| Direction A |
The passage on IT risk management says that analyzing and assessing the security risks of information systems has become essential for businesses. According to the passage, why?
| Direction B |
Reproduce the passage on IT risk management word for word, between "In a ISO/TMB" and "approximation or guess.", inclusive.

| Source excerpt |

Risk Management in Information Technology
Introduction: Organizations are human communities, which are formed by bringing people together to communicate, intact and build ties to help each other to create meaning together. Information plays an important role in building these societies and providing knowledge about the task people perform. The information networks created by the organizations help the people to adopt the environment.
Build and develop communication networks, improves learning process, develops sense of understanding and sharing between the people, provides a platform to discuss discoveries and innovations, provide the people with chance to learn after making mistakes. With the increasing use of Internet most of the business organizations are transforming their business online. The rising trend has made it essential for the businesses to analyze and assess the risk attached with the security of information systems. Despite enormous research in the field the appropriate steps for the security are not specified.
These security plans are often very expensive and require the knowledge of the IT systems as well as the business processes around them—even though the latter are generally not regarded explicitly. ” (Bauknecht & Oppliger, 2003) Risk is defined, as a bad notion is the most important stimulants for life. Adams (1995) defines risk as the “balancing act” in which the actors “balance the expected rewards of their actions against the perceived costs of failure” in a world in which both it and our perceptions of it are constantly being transformed by our effect on the world and its effect on us.
In a ISO/TMB Risk Management Terminology Paper (1999) risk is defined as combination of the probability of an event and its negative or positive consequences,” The royal Society (1983) defined risk as “a particular adverse event occurs during a stated period of time, or results from a particular challenge. ” The Royal Society also states that “as a probability in the sense of statistical theory risk obeys all the formal laws of combining probabilities”. In the definition mentioned above the statistical theory is used which is often dependent upon the approximation or guess.
There are no scientific or certain calculations to support the theory and its result. In order to effectively plan an IS project it is important to asses the risk attached with these projects. In order to calculate these risks and uncertainties, tools such as Risk Potential Assessment, Risk Potential Assessment guidance andRapid_Risk_Check_v02. 2. xls, The Rapid Risk Check sheet are available. According to (Boehm, 1991), there are ten risk factors, which occur most frequently. Risk factor and Preventive measures: 1.
Human error on part of staff: These risks can be eliminated by using the best management techniques such as employing the best people, increasing rewards; team formation; training; peer reviews; adapt process to available know-how. 2. Unrealistic schedule and budget: The management must undertake Business-case analysis. Incremental development and reuse of software can also be the possible solution of the problem. 3. Standard software: Benchmarking; prototyping; review of reference external components (inexperience, incompatibility, etc. ) installations; compatibility analysis; review of suppliers. 4.
Requirements and developed functions do not match. Win-win agreements between parties concerned; business-case analysis; prototyping; application description in early phases. 5. User interfaces do not fit needs: Prototyping; development of scenarios; description of users. 6. Inadequate architecture, performance, quality Simulation; benchmarking; modeling; prototyping; tuning 7. Constant alteration of requirements: Increased threshold for changes; information hiding; incremental development; change management process; change control board. 8. Problems with legacy systems: Design recovery; restructuring.

| Entries shown |
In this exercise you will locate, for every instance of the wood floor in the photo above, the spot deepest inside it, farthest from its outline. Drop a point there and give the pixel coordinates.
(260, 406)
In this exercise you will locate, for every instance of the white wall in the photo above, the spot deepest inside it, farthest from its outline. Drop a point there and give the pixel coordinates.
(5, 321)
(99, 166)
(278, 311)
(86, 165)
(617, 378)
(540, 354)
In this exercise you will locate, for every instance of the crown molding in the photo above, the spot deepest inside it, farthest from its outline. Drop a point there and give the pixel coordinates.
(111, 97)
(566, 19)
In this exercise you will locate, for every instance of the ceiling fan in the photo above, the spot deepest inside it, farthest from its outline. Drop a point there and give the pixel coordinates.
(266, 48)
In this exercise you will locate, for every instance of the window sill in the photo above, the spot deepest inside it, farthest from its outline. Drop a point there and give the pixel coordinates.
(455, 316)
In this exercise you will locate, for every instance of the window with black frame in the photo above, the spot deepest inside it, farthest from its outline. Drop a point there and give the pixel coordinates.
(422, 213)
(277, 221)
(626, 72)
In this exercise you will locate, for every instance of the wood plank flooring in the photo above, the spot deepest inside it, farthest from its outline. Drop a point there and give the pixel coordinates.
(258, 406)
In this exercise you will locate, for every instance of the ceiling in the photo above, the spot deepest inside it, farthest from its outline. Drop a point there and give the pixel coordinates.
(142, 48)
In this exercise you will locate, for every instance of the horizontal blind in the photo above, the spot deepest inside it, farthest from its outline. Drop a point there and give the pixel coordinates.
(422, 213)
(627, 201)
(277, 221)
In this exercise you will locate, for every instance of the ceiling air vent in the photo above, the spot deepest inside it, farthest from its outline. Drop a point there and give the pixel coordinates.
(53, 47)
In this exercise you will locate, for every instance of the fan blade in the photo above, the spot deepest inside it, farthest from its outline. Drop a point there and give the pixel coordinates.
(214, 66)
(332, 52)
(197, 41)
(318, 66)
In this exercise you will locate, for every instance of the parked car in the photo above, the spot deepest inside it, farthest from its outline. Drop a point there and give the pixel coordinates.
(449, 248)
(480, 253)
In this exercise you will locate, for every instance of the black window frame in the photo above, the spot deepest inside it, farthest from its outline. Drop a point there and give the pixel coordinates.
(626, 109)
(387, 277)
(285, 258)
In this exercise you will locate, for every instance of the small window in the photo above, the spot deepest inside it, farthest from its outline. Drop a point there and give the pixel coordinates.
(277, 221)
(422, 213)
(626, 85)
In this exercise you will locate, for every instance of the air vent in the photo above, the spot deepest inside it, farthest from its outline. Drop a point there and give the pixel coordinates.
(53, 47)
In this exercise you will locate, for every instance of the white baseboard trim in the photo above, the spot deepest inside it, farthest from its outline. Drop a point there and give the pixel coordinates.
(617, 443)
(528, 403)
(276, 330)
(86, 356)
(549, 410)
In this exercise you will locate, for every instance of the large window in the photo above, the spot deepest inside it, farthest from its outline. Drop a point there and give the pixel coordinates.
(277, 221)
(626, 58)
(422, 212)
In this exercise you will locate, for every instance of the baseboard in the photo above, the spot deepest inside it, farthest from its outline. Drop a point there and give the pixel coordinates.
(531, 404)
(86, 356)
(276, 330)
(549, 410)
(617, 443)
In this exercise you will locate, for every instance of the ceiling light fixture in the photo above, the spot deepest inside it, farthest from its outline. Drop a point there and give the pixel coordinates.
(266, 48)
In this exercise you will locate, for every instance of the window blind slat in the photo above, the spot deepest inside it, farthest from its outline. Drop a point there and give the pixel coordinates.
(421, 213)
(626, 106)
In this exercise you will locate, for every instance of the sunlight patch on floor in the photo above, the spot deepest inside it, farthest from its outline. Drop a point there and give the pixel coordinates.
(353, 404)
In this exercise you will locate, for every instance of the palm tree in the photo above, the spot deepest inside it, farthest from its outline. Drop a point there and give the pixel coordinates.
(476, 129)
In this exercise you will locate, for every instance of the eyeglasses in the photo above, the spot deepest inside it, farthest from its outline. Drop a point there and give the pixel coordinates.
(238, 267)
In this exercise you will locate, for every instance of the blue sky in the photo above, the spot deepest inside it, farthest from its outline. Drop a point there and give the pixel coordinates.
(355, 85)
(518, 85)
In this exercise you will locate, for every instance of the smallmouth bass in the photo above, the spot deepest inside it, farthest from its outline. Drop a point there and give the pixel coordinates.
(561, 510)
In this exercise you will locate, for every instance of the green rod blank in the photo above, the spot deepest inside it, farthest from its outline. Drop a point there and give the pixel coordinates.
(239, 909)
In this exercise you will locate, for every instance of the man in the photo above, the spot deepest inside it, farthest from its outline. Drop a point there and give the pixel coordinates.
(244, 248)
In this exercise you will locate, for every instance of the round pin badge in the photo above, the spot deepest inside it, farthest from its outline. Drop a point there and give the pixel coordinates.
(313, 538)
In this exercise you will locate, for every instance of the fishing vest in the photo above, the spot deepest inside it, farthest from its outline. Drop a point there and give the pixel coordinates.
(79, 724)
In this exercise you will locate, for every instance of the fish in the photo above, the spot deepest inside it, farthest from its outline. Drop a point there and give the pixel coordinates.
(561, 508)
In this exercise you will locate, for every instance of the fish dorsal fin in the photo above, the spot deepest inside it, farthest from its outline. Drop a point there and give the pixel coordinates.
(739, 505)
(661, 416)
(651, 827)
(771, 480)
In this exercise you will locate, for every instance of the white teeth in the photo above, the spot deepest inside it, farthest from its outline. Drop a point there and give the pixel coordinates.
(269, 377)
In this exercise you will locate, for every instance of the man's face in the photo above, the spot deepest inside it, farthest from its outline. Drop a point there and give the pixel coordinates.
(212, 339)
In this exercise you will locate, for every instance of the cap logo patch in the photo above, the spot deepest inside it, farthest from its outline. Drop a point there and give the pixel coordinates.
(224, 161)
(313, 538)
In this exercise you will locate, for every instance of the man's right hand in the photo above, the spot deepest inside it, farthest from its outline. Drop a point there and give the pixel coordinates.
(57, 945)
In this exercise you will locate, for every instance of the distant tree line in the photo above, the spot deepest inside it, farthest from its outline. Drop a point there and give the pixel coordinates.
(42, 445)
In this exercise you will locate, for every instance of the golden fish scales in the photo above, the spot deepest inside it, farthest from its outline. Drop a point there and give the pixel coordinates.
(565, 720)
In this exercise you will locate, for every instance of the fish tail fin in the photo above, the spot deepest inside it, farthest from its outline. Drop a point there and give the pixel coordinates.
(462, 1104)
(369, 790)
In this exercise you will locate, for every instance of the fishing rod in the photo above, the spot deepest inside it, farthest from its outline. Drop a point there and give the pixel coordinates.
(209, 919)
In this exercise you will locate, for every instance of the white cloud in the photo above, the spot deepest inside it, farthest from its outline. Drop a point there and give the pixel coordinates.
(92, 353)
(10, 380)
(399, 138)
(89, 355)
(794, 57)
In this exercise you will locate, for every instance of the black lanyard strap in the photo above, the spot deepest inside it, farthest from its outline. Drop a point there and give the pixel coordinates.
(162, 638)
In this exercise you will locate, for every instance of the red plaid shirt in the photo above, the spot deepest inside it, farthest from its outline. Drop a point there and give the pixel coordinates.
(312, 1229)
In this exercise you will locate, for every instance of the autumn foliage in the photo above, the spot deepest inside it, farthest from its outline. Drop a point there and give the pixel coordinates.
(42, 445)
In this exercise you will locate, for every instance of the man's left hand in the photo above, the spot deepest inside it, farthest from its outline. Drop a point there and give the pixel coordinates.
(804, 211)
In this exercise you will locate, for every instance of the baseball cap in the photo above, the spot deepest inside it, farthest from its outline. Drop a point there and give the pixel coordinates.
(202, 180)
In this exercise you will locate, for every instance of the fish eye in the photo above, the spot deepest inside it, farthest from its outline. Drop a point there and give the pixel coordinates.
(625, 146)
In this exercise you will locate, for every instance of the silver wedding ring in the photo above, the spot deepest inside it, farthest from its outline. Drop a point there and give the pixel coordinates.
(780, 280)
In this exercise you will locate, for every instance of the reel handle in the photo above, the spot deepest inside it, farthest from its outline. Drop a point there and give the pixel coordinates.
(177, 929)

| Task answer A |
Growing Internet use has led most business organizations to move their business online. That rising trend has made it essential for them to analyze and assess the risk attached to the security of their information systems.

| Task answer B |
In a ISO/TMB Risk Management Terminology Paper (1999) risk is defined as combination of the probability of an event and its negative or positive consequences,” The royal Society (1983) defined risk as “a particular adverse event occurs during a stated period of time, or results from a particular challenge. ” The Royal Society also states that “as a probability in the sense of statistical theory risk obeys all the formal laws of combining probabilities”. In the definition mentioned above the statistical theory is used which is often dependent upon the approximation or guess.